*** Opening of READING TEXT ***

Food and water are the primary preoccupations of animals in the wild (as, of course, us humans, on a slightly different scale) and the water-hole that lies outside the periphery of Jim’s Jungle Retreat is a magnet for animals especially at night. I discovered on my second morning in the resort that it was no less than a family of deer that I could hear but not see in the darkness. Balan the naturalist was amused that I was frightened. He told me that they would probably have been far more frightened of me, in case I should turn out to be a predator. That was a sobering thought.
I stayed in a lodge rather than a cottage: the former are more spacious and are built on the first floor, as if it were on stilts: the ground floor is open; there are no pressures on real estate here. There was a deep verandah on two sides, with ceiling fans and armchairs to sink into. Inside, the décor was a contemporary re-imagination of the end of the Raj, when Corbett Sahib was alive. The varnished wooden beading that runs along the walls accurately replicate electrical wiring, in the days before concealed wiring became the norm. For a resort whose outward appearance is somewhat austere, the interiors are warm and welcoming, with earth-coloured dhurries, chintz bedspreads and squashy sofas on polished wooden floors.

*** Close of READING TEXT ***
*** Opening of RECORDED DATA ***

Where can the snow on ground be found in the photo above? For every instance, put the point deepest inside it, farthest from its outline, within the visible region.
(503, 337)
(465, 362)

*** Close of RECORDED DATA ***

▶ [REQUIREMENT 1] From the resort passage, copy the stretch from "Food and water" through "a sobering thought.".
▶ [REQUIREMENT 2] Decide whether each statement agrees with the resort passage, answering yes or no and quoting the words from the passage that settle it. (a) The ground floor of the lodge is open. (b) The writer stayed in a cottage. (c) Balan the naturalist was frightened by the sounds at night.

▶ [ANSWER SPACE 1]
Food and water are the primary preoccupations of animals in the wild (as, of course, us humans, on a slightly different scale) and the water-hole that lies outside the periphery of Jim’s Jungle Retreat is a magnet for animals especially at night. I discovered on my second morning in the resort that it was no less than a family of deer that I could hear but not see in the darkness. Balan the naturalist was amused that I was frightened. He told me that they would probably have been far more frightened of me, in case I should turn out to be a predator. That was a sobering thought.

▶ [ANSWER SPACE 2]
(a) Yes: "the ground floor is open"
(b) No: "I stayed in a lodge rather than a cottage"
(c) No: "Balan the naturalist was amused that I was frightened."